**Work required**
Collect every line of the records that contains the string "concrete", matching case exactly.

── Supplied information ──

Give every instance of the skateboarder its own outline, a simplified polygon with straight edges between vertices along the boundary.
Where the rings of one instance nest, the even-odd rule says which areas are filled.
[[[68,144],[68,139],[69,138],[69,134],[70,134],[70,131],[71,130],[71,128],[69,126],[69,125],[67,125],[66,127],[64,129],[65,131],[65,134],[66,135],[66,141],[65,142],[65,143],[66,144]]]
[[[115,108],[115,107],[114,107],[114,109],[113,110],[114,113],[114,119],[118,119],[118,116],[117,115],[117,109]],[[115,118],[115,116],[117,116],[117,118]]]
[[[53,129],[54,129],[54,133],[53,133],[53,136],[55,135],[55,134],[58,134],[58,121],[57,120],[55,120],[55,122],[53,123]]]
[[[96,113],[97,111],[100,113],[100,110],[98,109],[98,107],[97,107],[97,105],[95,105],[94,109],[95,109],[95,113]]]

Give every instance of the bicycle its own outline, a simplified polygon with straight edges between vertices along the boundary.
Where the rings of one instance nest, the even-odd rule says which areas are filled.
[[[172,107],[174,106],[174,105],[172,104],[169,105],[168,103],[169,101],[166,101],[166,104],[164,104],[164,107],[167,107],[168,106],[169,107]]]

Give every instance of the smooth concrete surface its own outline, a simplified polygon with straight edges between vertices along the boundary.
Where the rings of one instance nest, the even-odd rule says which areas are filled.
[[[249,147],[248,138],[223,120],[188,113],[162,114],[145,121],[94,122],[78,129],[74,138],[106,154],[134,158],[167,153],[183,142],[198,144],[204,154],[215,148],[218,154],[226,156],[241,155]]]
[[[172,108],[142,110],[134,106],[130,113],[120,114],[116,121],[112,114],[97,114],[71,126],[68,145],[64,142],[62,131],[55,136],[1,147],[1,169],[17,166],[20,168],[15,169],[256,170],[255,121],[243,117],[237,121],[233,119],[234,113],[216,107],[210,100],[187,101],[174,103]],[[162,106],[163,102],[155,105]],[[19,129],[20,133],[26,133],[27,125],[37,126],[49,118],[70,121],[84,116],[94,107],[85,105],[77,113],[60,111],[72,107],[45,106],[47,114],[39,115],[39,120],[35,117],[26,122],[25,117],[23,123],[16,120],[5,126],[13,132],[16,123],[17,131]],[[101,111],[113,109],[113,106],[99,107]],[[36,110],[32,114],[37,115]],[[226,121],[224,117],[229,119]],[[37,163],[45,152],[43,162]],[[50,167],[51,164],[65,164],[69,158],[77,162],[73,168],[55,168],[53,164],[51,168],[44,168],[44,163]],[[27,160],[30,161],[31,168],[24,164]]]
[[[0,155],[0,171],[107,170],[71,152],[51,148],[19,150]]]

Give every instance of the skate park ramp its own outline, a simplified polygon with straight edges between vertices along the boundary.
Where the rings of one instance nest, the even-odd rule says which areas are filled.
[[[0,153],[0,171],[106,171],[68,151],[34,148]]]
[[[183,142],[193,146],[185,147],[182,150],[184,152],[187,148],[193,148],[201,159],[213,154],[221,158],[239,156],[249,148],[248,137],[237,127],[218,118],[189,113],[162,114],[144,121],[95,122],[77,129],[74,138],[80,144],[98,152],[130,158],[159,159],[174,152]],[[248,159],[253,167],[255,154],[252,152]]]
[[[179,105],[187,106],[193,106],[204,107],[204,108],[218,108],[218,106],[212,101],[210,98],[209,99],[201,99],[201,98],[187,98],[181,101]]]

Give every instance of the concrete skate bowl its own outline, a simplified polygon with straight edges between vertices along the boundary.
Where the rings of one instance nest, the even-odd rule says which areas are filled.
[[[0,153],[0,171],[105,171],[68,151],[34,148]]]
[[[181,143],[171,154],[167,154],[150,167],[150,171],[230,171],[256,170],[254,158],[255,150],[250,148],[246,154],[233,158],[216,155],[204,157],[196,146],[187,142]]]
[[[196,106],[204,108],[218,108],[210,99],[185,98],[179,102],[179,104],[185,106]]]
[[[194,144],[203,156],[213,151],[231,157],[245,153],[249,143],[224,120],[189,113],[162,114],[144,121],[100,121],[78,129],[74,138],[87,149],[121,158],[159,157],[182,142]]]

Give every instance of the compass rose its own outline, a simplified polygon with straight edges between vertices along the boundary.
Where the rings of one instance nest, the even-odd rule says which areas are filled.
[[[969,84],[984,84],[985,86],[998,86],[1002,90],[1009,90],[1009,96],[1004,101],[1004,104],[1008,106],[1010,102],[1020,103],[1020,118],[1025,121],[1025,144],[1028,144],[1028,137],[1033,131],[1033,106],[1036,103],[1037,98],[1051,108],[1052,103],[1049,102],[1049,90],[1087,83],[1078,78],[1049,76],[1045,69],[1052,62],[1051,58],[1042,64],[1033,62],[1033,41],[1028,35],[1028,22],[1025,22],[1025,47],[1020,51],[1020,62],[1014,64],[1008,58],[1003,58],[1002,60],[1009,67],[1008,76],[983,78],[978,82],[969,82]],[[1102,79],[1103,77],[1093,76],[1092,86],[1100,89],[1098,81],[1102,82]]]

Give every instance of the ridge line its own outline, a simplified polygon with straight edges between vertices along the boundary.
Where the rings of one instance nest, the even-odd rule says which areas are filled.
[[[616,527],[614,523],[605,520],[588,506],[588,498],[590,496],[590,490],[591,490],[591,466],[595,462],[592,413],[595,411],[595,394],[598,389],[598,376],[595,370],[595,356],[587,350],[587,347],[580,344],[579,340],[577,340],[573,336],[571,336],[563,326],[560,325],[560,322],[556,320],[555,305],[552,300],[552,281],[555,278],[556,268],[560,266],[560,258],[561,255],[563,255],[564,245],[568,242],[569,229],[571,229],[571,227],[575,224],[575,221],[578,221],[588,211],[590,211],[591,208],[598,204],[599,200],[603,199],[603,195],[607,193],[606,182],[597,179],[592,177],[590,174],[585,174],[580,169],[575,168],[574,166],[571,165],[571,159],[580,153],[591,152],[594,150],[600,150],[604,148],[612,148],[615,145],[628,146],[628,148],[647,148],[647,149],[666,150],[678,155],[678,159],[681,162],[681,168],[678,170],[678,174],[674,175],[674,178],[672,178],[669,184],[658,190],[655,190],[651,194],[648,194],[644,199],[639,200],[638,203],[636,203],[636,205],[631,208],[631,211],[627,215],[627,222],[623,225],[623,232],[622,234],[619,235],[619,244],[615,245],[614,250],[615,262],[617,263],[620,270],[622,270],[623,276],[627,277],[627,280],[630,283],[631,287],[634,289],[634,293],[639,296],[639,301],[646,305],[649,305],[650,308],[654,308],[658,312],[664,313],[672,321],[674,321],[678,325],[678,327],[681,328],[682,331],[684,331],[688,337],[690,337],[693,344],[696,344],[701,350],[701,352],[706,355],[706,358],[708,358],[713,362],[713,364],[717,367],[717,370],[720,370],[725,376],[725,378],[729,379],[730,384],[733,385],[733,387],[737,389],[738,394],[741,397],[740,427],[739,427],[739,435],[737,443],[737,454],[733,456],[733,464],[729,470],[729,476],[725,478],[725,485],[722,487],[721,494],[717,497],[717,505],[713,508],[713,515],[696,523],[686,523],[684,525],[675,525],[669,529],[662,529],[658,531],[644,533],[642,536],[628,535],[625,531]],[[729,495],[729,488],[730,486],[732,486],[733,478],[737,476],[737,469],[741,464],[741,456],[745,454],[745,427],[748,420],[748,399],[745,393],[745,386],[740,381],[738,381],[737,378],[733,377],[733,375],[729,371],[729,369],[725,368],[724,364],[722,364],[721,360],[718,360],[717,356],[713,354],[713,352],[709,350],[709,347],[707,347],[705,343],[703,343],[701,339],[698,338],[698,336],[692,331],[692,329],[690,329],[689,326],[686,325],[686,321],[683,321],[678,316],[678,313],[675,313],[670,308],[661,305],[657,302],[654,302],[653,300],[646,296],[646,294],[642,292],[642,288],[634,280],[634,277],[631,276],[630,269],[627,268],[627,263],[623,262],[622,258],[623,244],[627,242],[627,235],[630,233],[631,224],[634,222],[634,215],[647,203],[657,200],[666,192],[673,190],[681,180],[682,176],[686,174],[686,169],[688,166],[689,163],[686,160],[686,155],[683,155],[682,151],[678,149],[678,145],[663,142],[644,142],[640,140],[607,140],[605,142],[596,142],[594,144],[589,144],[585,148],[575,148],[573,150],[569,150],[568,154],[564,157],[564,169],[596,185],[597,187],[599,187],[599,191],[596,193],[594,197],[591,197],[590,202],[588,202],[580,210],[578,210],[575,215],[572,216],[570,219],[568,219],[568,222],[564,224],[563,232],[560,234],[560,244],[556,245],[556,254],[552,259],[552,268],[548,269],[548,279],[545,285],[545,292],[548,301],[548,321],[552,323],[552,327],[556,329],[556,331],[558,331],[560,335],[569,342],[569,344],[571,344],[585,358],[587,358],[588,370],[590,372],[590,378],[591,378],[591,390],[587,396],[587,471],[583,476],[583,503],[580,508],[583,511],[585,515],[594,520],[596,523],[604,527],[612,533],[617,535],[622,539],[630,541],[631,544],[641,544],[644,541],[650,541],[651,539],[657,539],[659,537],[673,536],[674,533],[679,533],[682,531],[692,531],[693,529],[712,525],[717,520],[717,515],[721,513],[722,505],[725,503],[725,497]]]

───

**Solution to this task**
Give every instance of the smooth concrete surface its own outline, a simplified polygon with straight edges between vertices along the boundary.
Give every instance of the concrete skate bowl its own outline, a simplified polygon with straight edges between vertices along the boundary.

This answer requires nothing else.